**Document passage:**
Making Time for Self-Care During The ‘New Normal’ Is Essential

Dr. Ava Shamban Headshot

Shamban says Epsom salt – magnesium sulfate – is a ‘hero ingredient’ in at-home spa recipes, because it’s a gentle exfoliant that relaxes muscles and gives people more magnesium

During the stressful pandemic, people should take just 15 minutes a day for self-care, says a renowned dermatologist who recommends using Epsom salt for at-home spas.

“Taking time for self-care is a necessity, not a luxury,” says Dr. Ava Shamban, a “Derm Diva” who co-hosts the show The Gist. “It should be a priority for balance, stress relief, keeping cortisol levels in check and ensuring we get proper sleep during times of high stress and our new normal.”

Shamban founded Ava MD dermatology and Skin Five medical spas. She’s often featured in the nation’s top media outlets – from The Wall Street Journal and Forbes to Martha Stewart and Good Housekeeping. She wrote the best-selling book Heal Your Skin: The Breakthrough Plan for Renewal, and she’s worked with the TV shows, “Extreme Makeover,” “Extra” and “The Doctors.”

Shamban also conducts clinical trials for the FDA, testing the latest products, protocols, treatments and technologies for top pharmaceutical companies.

Part of Shamban’s at-home spa recipes include soaking in Epsom salt, which is actually magnesium sulfate.

“Magnesium plays a vitally important role in over 300 enzymatic and metabolic processes in the human body, including the regulation of blood pressure and immune support, as well as moving toxins and relaxing muscles,” Shamban says.

“Unfortunately, many of us, specifically women, are deficient in magnesium. Transdermal delivery (through the skin) is a highly effective way to ensure the body gets an ample dose.”

Some of Shamban’s suggestions for self-care:

  • Dim the lights and engage the senses. Light a candle for aromatherapy and set the tone with either a short, guided meditation or deep breathing.

**Stored data entries:**
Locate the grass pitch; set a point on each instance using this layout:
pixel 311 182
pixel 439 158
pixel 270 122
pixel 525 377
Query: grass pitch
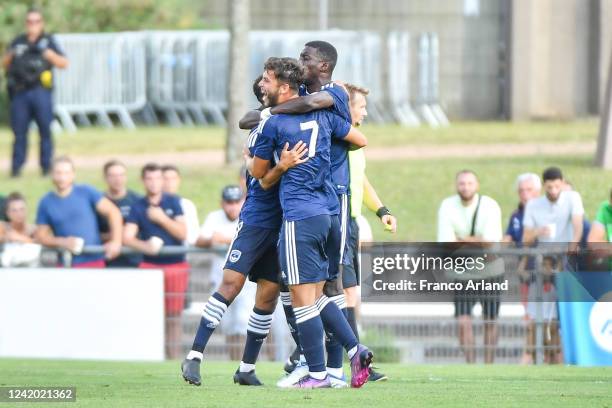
pixel 120 384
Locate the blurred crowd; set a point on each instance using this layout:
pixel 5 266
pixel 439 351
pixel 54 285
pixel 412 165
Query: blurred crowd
pixel 550 214
pixel 73 217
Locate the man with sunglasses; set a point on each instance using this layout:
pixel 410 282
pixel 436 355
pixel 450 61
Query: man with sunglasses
pixel 28 61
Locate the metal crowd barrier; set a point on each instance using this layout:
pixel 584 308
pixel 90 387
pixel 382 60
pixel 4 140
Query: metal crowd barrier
pixel 428 99
pixel 181 77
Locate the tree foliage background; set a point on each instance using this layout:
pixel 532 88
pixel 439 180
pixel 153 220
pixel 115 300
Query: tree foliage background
pixel 96 16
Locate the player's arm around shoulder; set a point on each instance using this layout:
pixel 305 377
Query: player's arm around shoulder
pixel 263 151
pixel 356 138
pixel 288 159
pixel 250 119
pixel 303 104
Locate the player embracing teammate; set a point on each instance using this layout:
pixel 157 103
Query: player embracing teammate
pixel 310 234
pixel 312 190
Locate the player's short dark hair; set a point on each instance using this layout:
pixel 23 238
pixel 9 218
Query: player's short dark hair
pixel 112 163
pixel 286 70
pixel 149 168
pixel 354 89
pixel 466 171
pixel 326 52
pixel 170 167
pixel 14 196
pixel 552 173
pixel 257 90
pixel 34 10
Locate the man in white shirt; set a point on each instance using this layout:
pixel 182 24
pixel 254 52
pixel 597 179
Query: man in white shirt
pixel 472 218
pixel 554 218
pixel 172 183
pixel 218 230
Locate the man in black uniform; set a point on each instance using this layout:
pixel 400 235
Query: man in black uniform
pixel 115 176
pixel 28 62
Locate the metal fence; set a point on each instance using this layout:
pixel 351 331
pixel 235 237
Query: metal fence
pixel 181 77
pixel 404 332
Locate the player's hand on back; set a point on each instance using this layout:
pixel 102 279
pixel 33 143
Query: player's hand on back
pixel 291 158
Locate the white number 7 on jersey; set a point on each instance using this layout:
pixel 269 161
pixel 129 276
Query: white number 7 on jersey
pixel 314 126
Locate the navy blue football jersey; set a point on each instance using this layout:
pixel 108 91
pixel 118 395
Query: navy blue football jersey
pixel 339 147
pixel 261 207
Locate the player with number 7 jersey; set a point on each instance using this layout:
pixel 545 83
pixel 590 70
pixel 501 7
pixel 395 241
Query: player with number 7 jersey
pixel 305 190
pixel 310 208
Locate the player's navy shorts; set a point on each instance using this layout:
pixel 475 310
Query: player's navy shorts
pixel 338 243
pixel 302 250
pixel 253 253
pixel 351 271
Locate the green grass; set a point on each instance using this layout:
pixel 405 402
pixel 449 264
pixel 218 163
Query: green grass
pixel 412 189
pixel 106 384
pixel 165 139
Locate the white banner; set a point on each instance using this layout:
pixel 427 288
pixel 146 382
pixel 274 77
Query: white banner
pixel 101 314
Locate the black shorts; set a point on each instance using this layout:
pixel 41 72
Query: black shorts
pixel 489 300
pixel 253 253
pixel 351 270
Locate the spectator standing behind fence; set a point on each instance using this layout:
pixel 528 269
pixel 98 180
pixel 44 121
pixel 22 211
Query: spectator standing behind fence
pixel 16 228
pixel 556 217
pixel 172 184
pixel 115 177
pixel 601 229
pixel 18 235
pixel 3 208
pixel 66 218
pixel 28 61
pixel 469 217
pixel 218 230
pixel 528 186
pixel 155 221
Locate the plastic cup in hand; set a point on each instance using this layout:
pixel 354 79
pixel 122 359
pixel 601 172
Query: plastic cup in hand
pixel 157 243
pixel 79 243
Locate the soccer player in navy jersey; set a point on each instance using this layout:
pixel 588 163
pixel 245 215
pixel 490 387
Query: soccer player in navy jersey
pixel 310 218
pixel 319 59
pixel 252 254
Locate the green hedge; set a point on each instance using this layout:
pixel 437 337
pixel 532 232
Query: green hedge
pixel 64 16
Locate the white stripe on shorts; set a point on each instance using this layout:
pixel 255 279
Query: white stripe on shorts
pixel 343 220
pixel 229 250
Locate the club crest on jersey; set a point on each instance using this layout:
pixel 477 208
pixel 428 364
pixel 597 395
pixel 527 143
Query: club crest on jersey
pixel 235 255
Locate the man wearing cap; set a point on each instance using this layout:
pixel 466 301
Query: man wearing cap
pixel 28 61
pixel 218 231
pixel 154 221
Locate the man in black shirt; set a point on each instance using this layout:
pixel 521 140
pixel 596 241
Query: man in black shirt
pixel 28 61
pixel 115 176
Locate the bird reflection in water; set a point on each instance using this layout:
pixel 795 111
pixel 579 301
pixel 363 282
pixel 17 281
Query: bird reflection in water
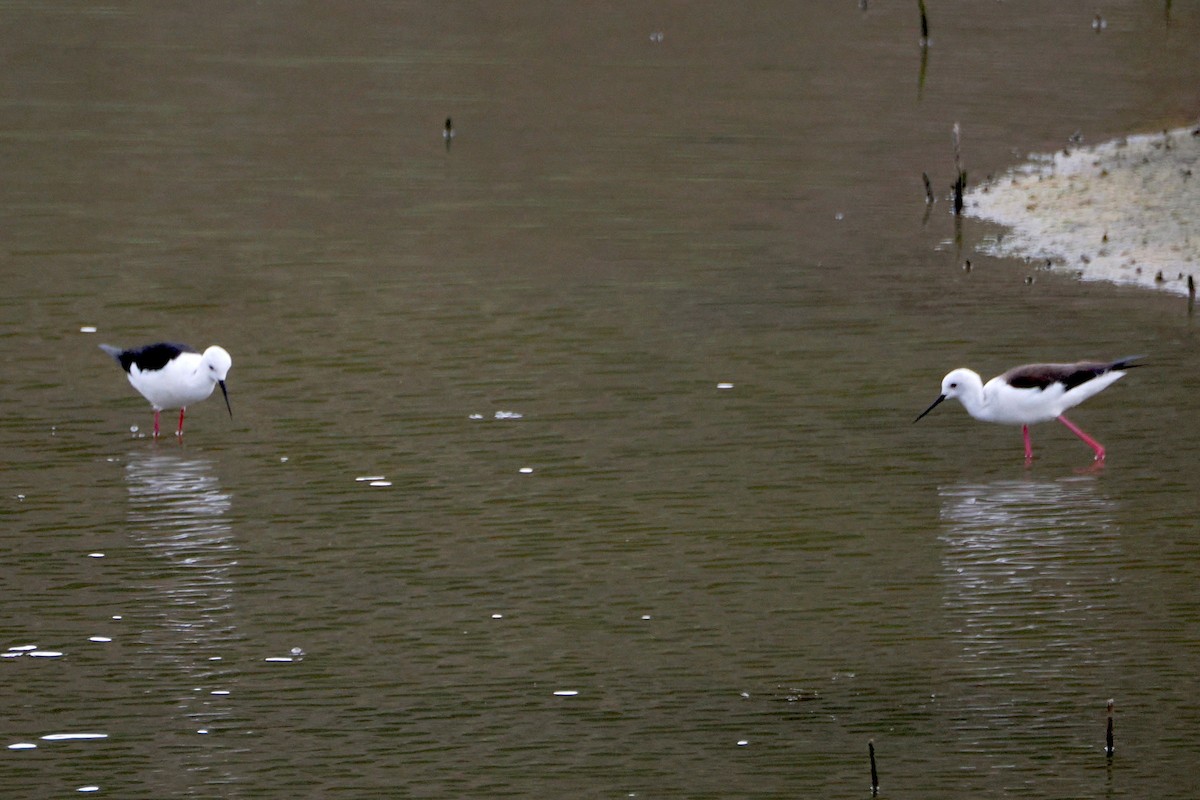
pixel 1029 571
pixel 179 515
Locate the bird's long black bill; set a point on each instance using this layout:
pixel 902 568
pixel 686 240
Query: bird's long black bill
pixel 933 405
pixel 221 383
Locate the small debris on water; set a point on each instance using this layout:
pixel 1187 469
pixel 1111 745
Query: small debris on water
pixel 73 737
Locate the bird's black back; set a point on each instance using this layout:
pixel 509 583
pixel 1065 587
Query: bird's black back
pixel 151 356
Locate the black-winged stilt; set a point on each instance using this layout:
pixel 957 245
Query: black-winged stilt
pixel 1036 392
pixel 174 376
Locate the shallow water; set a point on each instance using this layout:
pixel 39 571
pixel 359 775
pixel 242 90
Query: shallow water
pixel 635 361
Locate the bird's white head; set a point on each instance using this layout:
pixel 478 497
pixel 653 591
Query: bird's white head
pixel 216 360
pixel 963 385
pixel 959 382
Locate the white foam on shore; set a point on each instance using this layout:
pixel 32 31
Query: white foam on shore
pixel 1123 211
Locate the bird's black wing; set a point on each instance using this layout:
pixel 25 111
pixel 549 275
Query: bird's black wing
pixel 151 356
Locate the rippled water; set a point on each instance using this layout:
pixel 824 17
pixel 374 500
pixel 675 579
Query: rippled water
pixel 631 368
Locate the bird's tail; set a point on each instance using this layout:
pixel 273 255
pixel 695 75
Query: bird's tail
pixel 1127 362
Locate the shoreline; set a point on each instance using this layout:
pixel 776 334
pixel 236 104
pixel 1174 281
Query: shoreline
pixel 1126 211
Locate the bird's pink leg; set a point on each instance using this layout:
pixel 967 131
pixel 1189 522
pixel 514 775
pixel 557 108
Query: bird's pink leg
pixel 1090 441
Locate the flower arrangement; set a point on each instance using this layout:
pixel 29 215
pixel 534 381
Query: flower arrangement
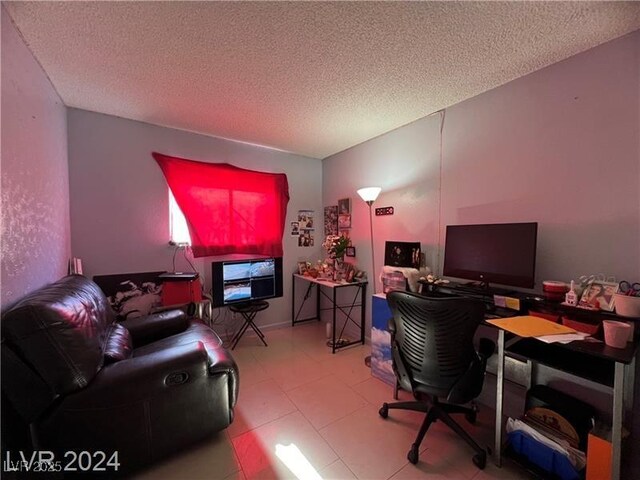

**Tasks for this exercise:**
1) Rewrite the paragraph of the self-care article that begins "Shamban founded Ava MD dermatology" as a short bulleted list that keeps its main facts.
2) Pick up the self-care article after its last sentence and continue writing it.
These rows are material separate from the self-care article.

**Answers to the exercises:**
1)
- Founded Ava MD dermatology and Skin Five medical spas.
- Often featured in top media outlets, from The Wall Street Journal and Forbes to Martha Stewart and Good Housekeeping.
- Wrote the best-selling book Heal Your Skin: The Breakthrough Plan for Renewal.
- Worked with the TV shows "Extreme Makeover," "Extra" and "The Doctors."

2)
  • Use a brush with stiff bristles (a lymphatic dry brush) and brush your skin from your extremities toward your heart. That spurs circulation and oxygenation and gets fluids moving.
  • Add a cup of Epsom salt to a bath and soak while wearing a face mask. Use the salt and a little water as a paste to exfoliate while the bath is filling.

You can also make a healing scrub, where Epsom salt is the “hero ingredient,” because it’s an exfoliant that soothes muscle aches. Here’s the recipe:

  • Combine ¼ cup olive oil, five drops of pure essential lavender oil, three teaspoons of Epsom salt, and one teaspoon (roughly two tea bags’ worth) of green tea in a bowl or jar.
  • Mix the ingredients to create a paste-like consistency, and don’t be afraid to add extra Epsom salt or olive oil. “Think of these DIYs as you would cookie batter—if the consistency is too runny, add more solid, and if it’s not runny enough, add more oil.”
  • Avoid your face and massage across your damp skin.

“Epsom salt has powerful benefits, because it fights inflammation, irritation, and dehydration or rough patches for smoother, softer and overall better skin,” Shamban says. “Combine it with key essential oils and carrier oils, as well as calming ingredients. This scrub will exfoliate, hydrate, moisturize and seal the skin with properties that will also soothe.”

Note: For human use, the Epsom Salt Council recommends only Epsom salt with the USP designation.